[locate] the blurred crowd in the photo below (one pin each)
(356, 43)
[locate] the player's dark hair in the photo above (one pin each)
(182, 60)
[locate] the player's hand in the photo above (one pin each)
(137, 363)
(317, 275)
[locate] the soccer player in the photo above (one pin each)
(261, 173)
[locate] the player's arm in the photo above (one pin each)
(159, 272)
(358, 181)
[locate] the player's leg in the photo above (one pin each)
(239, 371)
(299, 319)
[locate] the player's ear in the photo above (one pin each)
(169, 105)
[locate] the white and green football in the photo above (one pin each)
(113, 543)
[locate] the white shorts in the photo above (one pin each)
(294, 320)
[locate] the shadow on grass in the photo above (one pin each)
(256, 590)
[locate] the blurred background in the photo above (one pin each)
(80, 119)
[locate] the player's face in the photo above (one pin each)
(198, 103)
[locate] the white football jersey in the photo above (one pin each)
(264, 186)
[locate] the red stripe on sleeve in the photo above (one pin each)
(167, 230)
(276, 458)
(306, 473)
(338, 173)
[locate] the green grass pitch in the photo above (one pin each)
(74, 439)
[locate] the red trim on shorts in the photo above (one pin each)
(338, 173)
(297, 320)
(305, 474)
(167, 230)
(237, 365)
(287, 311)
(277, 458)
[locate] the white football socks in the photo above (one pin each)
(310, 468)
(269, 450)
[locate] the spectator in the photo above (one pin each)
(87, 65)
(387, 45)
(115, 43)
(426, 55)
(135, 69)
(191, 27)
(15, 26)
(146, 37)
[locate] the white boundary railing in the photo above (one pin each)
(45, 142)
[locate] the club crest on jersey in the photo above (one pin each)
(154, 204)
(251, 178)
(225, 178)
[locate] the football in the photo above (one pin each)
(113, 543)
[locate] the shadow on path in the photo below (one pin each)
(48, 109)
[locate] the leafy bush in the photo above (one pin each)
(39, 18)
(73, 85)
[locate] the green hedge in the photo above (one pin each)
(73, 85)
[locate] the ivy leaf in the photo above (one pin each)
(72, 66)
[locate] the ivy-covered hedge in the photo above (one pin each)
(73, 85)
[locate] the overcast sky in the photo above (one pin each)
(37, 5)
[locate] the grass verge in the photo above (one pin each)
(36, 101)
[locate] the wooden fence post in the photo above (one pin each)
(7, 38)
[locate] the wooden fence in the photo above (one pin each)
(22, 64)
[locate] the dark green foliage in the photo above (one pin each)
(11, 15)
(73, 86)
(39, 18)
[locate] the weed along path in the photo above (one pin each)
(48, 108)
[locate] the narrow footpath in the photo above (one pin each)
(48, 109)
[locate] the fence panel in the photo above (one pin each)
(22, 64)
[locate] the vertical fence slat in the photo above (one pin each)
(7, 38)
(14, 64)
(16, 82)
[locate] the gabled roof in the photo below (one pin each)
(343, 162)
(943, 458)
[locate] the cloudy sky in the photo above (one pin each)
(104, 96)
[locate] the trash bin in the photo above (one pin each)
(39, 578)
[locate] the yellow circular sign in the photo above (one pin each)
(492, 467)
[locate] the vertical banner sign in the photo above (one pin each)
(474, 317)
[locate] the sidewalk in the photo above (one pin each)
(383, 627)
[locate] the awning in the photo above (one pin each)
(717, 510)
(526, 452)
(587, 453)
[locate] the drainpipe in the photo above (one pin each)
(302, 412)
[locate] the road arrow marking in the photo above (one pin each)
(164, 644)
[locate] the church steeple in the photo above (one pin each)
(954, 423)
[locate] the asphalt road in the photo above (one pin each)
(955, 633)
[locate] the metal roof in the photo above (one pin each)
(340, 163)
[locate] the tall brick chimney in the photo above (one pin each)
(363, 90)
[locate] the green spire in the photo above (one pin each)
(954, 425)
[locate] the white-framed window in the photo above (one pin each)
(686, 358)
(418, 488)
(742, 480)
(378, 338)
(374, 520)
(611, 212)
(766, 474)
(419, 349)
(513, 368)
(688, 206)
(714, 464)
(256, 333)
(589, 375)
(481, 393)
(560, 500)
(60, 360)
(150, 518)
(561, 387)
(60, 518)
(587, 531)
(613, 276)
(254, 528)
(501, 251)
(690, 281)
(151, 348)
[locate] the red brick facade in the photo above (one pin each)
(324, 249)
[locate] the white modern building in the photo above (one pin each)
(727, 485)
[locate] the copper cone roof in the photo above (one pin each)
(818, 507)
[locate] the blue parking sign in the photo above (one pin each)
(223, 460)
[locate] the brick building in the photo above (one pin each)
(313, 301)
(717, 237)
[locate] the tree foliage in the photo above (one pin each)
= = =
■ YOUR OBJECTIVE ■
Extract every line of the data above and reproduce each one word for word, leaving nothing out.

■ EXERCISE RESPONSE ■
[locate] the blurred crowd in the photo below (one pin each)
(356, 43)
[locate] the player's dark hair in the photo above (one pin each)
(182, 60)
[locate] the player's hand in the photo above (one pin each)
(137, 363)
(317, 275)
[locate] the soccer player in the photo above (one pin each)
(261, 173)
[locate] the player's arm in the photo above (one pin each)
(159, 272)
(358, 181)
[locate] the player's leg in the photo above (one pin each)
(239, 371)
(299, 319)
[locate] the player's ear in the photo above (one pin each)
(169, 105)
[locate] the white and green football in the photo above (one pin each)
(113, 543)
[locate] the white shorts in the photo above (one pin each)
(294, 320)
[locate] the shadow on grass in the photo above (one pin each)
(256, 590)
[locate] the blurred background in the photo above (one pin each)
(80, 119)
[locate] the player's face in the photo above (one pin each)
(198, 103)
[locate] the white football jersey in the photo above (one pin each)
(264, 186)
[locate] the red stripe on sleeve in the photo above (one pin each)
(167, 230)
(276, 458)
(306, 473)
(338, 173)
[locate] the green grass pitch in the photo above (one pin each)
(74, 439)
[locate] the red trim on shorts in the photo above (one pin each)
(338, 173)
(297, 320)
(305, 474)
(167, 230)
(237, 365)
(287, 311)
(277, 458)
[locate] the white football socks in the photo above (one pin each)
(310, 468)
(269, 450)
[locate] the spectator in the photo above (one pin each)
(87, 65)
(387, 45)
(115, 43)
(426, 55)
(135, 69)
(191, 27)
(15, 26)
(146, 37)
[locate] the white boundary railing in the photo above (one pin each)
(45, 142)
[locate] the club crest on jersey in the photo above (one pin each)
(154, 204)
(251, 178)
(225, 178)
[locate] the football in the photo above (one pin each)
(113, 543)
[locate] the shadow on path in the photo below (one pin each)
(48, 109)
[locate] the leafy bush in the photo above (one pin each)
(39, 18)
(73, 85)
[locate] the green hedge in the photo above (one pin each)
(73, 85)
[locate] the ivy leaf in the photo above (one pin each)
(72, 66)
[locate] the ivy-covered hedge in the photo above (one pin each)
(73, 85)
[locate] the overcast sky in the photo above (one pin each)
(37, 5)
[locate] the grass verge in the photo above (one pin each)
(36, 101)
[locate] the wooden fence post in the photo above (one pin each)
(7, 38)
[locate] the wooden fence in the photo above (one pin each)
(22, 64)
[locate] the dark green foliage in the photo above (one pin each)
(11, 15)
(73, 86)
(39, 18)
[locate] the weed along path in the photo above (one pin each)
(48, 108)
[locate] the narrow footpath in the photo above (one pin each)
(48, 109)
[locate] the fence panel in the photo above (one pin each)
(22, 64)
[locate] the vertical fence slat in the photo above (one pin each)
(7, 38)
(14, 64)
(16, 82)
[locate] the gabled roof in the photo below (one pin each)
(343, 162)
(943, 458)
[locate] the cloudy sky in the photo above (one pin each)
(104, 96)
[locate] the trash bin in the photo above (one pin each)
(39, 578)
[locate] the yellow circular sign in the photo above (one pin each)
(492, 467)
[locate] the vertical banner sign in the photo above (one pin each)
(474, 317)
[locate] the sidewalk in the photo above (one pin each)
(383, 627)
[locate] the awning in the photo above (one pin each)
(717, 510)
(526, 452)
(587, 453)
[locate] the drainpipe in the photo above (one pin each)
(302, 412)
[locate] the road arrow marking in the photo above (one pin each)
(164, 644)
[locate] the church steeple in the photo above (one pin each)
(954, 423)
[locate] the asphalt road in the photo above (one pin each)
(955, 633)
[locate] the metal roof in the photo above (one pin each)
(340, 163)
[locate] the tall brick chimney in the photo above (one pin each)
(363, 90)
[locate] the green spire in the photo above (one pin each)
(954, 425)
[locate] the white-framed window in the photo above (one pin each)
(686, 358)
(418, 488)
(742, 480)
(378, 338)
(374, 520)
(611, 212)
(766, 474)
(419, 349)
(513, 368)
(688, 206)
(714, 464)
(256, 333)
(589, 375)
(481, 393)
(560, 500)
(60, 360)
(150, 518)
(561, 387)
(60, 518)
(587, 531)
(613, 276)
(254, 528)
(501, 251)
(690, 281)
(151, 348)
[locate] the red brick facade in the photo above (one pin each)
(324, 249)
[locate] the white modern building in the photo above (one pin each)
(727, 485)
[locate] the copper cone roof in the photo above (one pin each)
(818, 507)
[locate] the blue parking sign in the photo above (one pin each)
(223, 460)
[locate] the brick building in the photo above (one pin each)
(313, 301)
(717, 237)
[locate] the tree foliage in the photo above (one pin each)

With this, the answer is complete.